• TASK
Convert the rows below into a JSON list of strings, starting with the line that contains "Batch job #47 — class: dark" and going on through the line that contains "Batch job #47 — class: purple". Give one string per line and leave out any blank lines.

* START ENTRIES SHOWN *

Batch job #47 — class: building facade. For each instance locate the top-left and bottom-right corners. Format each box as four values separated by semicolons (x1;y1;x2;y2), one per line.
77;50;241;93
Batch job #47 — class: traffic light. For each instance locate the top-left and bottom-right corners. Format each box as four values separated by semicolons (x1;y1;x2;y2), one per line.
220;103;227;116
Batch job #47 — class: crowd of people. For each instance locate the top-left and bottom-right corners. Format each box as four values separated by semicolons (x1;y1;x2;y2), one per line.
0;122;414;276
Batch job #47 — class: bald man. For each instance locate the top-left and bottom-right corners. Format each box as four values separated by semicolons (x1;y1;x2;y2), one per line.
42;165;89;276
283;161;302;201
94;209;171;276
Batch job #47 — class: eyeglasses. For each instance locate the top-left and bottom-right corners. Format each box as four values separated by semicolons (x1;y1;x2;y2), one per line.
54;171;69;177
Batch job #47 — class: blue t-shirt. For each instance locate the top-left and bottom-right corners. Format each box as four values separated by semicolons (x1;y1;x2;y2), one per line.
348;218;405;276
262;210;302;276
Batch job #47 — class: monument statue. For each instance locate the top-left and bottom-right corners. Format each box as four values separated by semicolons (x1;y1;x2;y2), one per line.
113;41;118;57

* END ENTRIES SHOWN *
* START ENTRIES SHOWN *

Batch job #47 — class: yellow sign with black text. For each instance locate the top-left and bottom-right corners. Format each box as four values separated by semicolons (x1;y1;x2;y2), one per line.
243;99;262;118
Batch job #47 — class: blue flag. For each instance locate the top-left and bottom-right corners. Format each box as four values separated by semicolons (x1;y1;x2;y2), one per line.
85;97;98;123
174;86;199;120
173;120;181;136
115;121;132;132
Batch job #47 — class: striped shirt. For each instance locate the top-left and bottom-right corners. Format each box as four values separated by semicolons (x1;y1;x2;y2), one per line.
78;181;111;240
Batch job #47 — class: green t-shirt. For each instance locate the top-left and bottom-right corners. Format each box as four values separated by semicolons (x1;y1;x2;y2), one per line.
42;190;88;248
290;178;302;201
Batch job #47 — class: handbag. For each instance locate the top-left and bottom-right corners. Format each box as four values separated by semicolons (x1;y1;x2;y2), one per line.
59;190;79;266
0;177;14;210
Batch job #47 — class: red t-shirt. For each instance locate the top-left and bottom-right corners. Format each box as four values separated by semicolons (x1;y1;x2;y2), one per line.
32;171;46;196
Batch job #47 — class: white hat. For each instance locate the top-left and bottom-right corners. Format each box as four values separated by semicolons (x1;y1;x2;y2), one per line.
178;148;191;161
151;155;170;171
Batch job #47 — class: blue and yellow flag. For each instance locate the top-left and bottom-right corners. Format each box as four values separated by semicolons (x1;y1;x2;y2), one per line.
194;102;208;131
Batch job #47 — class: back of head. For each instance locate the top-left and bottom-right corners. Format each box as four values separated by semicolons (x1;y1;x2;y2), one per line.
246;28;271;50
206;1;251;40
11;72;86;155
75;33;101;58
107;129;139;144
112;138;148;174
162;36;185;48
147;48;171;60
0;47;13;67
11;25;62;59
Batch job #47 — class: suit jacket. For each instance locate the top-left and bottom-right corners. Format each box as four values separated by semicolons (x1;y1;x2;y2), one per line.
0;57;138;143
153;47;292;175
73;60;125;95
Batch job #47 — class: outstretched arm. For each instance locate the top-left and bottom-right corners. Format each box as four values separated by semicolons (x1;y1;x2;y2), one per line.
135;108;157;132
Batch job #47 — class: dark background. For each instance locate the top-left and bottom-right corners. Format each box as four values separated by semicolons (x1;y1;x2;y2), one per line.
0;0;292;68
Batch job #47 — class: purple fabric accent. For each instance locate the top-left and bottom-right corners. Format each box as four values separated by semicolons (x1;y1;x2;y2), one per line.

* END ENTRIES SHOWN *
* START ENTRIES SHOWN *

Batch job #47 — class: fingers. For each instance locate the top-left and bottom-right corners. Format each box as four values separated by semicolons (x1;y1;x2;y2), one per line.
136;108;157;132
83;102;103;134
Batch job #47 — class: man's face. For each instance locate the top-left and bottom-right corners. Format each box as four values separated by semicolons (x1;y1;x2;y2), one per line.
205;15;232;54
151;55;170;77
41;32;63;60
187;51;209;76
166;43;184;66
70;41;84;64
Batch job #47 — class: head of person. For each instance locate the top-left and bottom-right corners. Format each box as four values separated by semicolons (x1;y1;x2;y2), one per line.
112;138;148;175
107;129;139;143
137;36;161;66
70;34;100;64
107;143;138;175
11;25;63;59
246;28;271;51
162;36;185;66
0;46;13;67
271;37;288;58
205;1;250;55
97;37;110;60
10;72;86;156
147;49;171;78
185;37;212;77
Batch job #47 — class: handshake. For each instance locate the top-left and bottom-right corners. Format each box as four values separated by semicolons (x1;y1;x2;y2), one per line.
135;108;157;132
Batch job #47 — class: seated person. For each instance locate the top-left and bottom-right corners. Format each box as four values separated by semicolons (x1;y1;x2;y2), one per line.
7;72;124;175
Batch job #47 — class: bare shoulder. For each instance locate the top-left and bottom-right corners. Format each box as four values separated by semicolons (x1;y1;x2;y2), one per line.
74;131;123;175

* END ENTRIES SHOWN *

• ANSWER TO THIS TASK
[
  "Batch job #47 — class: dark background. For each instance locate the top-left and bottom-right corners. Format each box as four values separated by semicolons (x1;y1;x2;y2), one per line.",
  "0;0;292;68",
  "Batch job #47 — class: purple fabric accent. For each instance locate the top-left and bottom-right corners. Format each box as four values separated by semicolons (x1;y1;x2;y2), one per line."
]